— Start of Supplied records —

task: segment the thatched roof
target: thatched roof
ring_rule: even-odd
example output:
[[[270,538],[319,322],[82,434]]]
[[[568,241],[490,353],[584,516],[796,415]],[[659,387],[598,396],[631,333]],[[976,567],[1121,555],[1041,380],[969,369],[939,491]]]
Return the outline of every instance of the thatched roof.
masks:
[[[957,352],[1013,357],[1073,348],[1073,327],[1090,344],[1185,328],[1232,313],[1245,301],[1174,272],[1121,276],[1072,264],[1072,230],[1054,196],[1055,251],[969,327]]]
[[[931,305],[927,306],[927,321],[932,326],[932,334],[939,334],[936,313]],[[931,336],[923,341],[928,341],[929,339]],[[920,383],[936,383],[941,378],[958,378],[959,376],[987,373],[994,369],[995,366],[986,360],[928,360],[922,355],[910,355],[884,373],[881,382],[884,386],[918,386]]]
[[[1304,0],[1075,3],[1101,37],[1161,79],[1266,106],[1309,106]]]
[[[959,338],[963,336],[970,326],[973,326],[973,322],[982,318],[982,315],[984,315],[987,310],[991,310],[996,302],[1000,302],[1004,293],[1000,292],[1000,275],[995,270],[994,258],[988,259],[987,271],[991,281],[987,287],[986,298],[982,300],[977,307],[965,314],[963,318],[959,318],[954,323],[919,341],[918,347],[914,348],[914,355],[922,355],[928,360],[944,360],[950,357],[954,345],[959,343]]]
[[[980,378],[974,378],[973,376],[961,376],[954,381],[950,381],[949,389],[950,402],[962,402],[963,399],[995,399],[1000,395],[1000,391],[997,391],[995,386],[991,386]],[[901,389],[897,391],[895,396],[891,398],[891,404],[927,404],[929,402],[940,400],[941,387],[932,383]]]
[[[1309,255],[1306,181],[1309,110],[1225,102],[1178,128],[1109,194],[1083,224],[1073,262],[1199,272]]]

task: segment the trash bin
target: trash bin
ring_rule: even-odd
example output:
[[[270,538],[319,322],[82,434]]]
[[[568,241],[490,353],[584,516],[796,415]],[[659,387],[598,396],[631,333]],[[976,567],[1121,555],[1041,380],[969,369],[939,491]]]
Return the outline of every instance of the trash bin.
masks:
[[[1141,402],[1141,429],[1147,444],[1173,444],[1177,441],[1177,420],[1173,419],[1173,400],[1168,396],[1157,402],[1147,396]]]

— End of Supplied records —
— Start of Supplied records —

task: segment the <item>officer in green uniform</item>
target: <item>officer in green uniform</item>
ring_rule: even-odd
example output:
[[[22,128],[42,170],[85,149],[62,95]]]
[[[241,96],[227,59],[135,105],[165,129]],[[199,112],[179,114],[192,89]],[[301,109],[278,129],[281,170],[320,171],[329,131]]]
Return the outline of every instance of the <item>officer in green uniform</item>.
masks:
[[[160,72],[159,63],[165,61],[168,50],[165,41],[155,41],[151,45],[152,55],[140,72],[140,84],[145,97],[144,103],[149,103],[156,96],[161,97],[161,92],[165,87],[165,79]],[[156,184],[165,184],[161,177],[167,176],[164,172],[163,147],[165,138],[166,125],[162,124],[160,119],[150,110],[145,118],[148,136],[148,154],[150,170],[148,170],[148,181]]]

— End of Supplied records —

Instructions to follow | Identify every line in the listing above that contains the word "outline", and copy each of those lines in full.

Reply |
Return the outline of every instance of the thatched roof.
Return the outline of every instance of the trash bin.
Return the outline of every instance of the <item>officer in green uniform</item>.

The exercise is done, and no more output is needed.